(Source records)
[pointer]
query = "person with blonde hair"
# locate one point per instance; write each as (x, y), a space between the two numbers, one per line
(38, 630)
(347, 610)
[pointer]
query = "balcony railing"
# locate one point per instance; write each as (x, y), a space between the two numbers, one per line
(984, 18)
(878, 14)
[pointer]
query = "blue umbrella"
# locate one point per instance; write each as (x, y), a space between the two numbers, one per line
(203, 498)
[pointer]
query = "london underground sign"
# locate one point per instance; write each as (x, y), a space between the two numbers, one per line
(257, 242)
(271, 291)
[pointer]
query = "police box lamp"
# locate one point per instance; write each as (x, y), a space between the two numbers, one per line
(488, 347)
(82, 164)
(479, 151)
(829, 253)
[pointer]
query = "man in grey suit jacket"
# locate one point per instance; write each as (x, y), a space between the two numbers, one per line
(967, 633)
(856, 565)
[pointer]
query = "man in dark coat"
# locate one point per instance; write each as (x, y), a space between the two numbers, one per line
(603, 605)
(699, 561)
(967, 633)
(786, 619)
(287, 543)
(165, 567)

Task description: Reproduce each entry exactly, leaving out nothing.

Correct response:
[pointer]
query = "person with blonde hair"
# locate one point per instance; write each as (x, y), a space between the two numbers, one per line
(38, 630)
(347, 610)
[pointer]
query = "balcony railing"
# locate one point per instance; write each as (x, y), a space between the two numbers, one per line
(984, 18)
(878, 14)
[pointer]
query = "blue umbrella"
# locate one point per instance; write each as (x, y), a space between the two numbers, one per line
(203, 498)
[pointer]
query = "london underground sign"
# locate one point per instance; write each as (x, y), a space between the two numbers, one per line
(257, 242)
(271, 291)
[pointer]
query = "police box lamp"
# locate one point per instance; write each as (x, y), a space between the two numbers, one per line
(488, 347)
(82, 164)
(479, 151)
(829, 253)
[pointer]
query = "man in grey suit jacket"
# locate one point per instance; write each as (x, y), a space between the two numbers, one per line
(967, 633)
(856, 565)
[pointer]
query = "man in dark coat"
# locate one point per instance; write each as (x, y), a space between the two numbers, one per line
(603, 605)
(699, 561)
(967, 633)
(786, 619)
(287, 543)
(165, 567)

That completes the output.